• _Set tasks_
1. Please duplicate everything in the tips on bringing a company online from "What if they’ve" down to "an email address.", placed ahead of the listing.
2. Pick up the tips on bringing a company online after their last sentence and keep writing, without touching the listing.

What if they’ve just watched the last fourteen years go by? No real website, no social media, no permission assets. What if now they’re ready and they ask your advice? And, by the way, they have no real cash to spend…
Here’s a list of my top ten things to consider doing:
• Use gmail to give every person in the organization that can read English an email address.
• Use a free website creating tool or even Squidoo to build a page about your company. Nothing fancy, but list your locations, your people (with addresses) and make it clear you want to hear from people.
• Start an email newsletter using Mad Mimi or Mail Chimp. Give the responsibility for the newsletter’s creation and performance to one person and offer them a bonus if they exceed metrics in sign ups and in reducing churn.
• Start a book group for your top executives and every person who answers the phone, designs a product or interacts with customers. Read a great online media book a week and discuss. It’ll take you about a year to catch up.
• Offer a small bonus to anyone in the company who starts and runs a blog on any topic. Have them link to your company site, with an explanation that while they work there, they don’t speak for you.
• Have the president post her (real) email address in every invoice and other communication the company sends out, asking people to write to her with comments or questions.

• _Extracted data_

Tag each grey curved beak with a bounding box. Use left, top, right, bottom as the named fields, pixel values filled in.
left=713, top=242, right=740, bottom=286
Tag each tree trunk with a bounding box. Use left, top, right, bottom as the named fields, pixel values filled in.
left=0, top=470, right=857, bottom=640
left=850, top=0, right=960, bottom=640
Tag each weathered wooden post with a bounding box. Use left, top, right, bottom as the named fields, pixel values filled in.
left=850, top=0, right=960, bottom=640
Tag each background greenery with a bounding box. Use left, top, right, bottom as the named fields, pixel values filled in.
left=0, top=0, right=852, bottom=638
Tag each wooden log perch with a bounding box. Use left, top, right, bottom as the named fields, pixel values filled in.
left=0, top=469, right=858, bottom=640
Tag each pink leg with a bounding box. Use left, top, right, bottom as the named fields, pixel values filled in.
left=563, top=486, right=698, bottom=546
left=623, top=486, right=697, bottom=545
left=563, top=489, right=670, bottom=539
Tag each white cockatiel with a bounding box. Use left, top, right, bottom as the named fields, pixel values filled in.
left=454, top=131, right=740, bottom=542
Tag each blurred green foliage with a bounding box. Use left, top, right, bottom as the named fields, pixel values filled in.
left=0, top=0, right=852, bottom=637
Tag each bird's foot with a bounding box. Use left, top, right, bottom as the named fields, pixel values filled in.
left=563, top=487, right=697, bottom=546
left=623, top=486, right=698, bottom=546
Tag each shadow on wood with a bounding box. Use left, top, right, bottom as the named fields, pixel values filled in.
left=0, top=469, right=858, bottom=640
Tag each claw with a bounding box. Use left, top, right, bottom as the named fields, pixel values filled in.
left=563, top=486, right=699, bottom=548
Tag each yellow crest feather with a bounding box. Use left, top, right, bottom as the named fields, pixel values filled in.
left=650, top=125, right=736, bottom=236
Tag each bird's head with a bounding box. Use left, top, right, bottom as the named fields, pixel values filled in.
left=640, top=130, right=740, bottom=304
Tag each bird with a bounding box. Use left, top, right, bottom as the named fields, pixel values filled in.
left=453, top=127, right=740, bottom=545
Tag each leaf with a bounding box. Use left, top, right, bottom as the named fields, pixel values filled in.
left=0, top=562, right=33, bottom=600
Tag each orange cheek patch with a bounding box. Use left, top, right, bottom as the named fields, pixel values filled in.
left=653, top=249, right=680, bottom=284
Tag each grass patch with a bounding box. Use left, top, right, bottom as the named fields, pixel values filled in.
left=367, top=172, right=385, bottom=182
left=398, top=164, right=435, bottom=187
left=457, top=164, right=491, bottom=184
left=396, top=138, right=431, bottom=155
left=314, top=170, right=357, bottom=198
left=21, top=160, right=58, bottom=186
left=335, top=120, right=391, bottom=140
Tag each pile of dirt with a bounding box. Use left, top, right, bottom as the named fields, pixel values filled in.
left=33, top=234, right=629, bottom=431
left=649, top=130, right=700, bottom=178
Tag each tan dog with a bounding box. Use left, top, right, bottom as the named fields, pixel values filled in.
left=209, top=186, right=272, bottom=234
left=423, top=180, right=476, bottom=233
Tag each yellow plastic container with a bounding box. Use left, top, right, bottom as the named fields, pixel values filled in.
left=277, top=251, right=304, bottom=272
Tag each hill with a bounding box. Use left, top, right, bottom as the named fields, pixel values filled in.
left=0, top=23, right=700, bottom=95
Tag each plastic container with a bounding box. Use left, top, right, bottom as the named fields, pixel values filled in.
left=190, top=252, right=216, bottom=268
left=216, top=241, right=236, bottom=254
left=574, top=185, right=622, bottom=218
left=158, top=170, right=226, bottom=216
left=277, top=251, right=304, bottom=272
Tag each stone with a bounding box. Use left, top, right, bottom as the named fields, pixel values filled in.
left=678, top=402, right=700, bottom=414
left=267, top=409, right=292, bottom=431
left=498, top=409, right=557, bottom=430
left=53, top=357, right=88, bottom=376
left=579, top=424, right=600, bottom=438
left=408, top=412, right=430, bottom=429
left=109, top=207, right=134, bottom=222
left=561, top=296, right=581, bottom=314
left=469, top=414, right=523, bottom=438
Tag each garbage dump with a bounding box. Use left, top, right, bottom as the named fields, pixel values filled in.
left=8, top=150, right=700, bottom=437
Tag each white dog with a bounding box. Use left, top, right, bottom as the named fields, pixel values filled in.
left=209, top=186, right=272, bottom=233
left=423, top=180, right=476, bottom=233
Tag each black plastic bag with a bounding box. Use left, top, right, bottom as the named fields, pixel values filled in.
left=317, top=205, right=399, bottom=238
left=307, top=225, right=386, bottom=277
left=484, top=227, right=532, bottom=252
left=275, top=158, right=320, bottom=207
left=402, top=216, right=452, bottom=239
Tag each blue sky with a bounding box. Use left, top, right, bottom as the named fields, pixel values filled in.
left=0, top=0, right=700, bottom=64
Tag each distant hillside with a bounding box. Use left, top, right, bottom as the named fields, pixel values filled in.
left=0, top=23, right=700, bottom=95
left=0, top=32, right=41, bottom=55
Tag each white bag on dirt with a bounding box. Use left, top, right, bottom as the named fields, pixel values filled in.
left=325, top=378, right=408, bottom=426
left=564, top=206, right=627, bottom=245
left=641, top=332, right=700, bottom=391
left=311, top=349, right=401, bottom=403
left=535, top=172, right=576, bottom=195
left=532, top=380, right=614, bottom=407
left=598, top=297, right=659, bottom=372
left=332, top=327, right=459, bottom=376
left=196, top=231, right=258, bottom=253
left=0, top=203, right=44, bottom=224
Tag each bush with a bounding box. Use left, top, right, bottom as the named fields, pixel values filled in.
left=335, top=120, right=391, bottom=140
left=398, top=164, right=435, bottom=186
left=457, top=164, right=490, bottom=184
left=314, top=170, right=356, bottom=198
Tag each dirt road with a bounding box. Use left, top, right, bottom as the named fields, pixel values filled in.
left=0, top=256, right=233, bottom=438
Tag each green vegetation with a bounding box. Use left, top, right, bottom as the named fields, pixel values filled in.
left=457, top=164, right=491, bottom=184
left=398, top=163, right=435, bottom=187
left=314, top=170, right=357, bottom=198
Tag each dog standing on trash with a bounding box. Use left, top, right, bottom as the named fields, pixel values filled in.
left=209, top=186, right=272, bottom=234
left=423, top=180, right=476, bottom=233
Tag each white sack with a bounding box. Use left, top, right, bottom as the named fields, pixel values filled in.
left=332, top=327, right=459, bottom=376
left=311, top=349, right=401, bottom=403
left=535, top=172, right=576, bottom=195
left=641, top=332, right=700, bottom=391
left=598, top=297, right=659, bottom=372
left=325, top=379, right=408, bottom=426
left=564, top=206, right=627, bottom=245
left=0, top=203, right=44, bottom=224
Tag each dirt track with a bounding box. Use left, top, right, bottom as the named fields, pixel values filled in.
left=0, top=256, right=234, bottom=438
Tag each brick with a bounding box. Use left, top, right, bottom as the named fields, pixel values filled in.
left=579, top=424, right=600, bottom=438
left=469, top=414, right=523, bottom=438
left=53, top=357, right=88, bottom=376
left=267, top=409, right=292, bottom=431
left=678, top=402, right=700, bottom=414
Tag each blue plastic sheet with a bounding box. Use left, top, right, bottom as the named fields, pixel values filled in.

• _Results_
1.
What if they’ve just watched the last fourteen years go by? No real website, no social media, no permission assets. What if now they’re ready and they ask your advice? And, by the way, they have no real cash to spend…
Here’s a list of my top ten things to consider doing:
• Use gmail to give every person in the organization that can read English an email address.

2.
• Start a newsletter for your vendors. Email them regular updates about what you’re doing, what’s selling and what problems are going on internally that they might be able to help you with.
• Do not approve any project that isn’t run on Basecamp.
• Get a white board and put it in the break room. On it, have someone update: how many people subscribe to the newsletter, how many people visit the website, how many inbound requests come in by phone, how long it takes customer service to answer an email and how often your brand names are showing up on Twitter every day.
• Don’t have any meetings about your web strategy. Just do stuff. First you have to fail, then you can improve.
• Refuse to cede the work to consultants. You don’t outsource your drill press or your bookkeeping or your product design. If you’re going to catch up, you must (all of you) get good at this, and you only accomplish that by doing it.
The problem is no longer budget. The problem is no longer access to tools.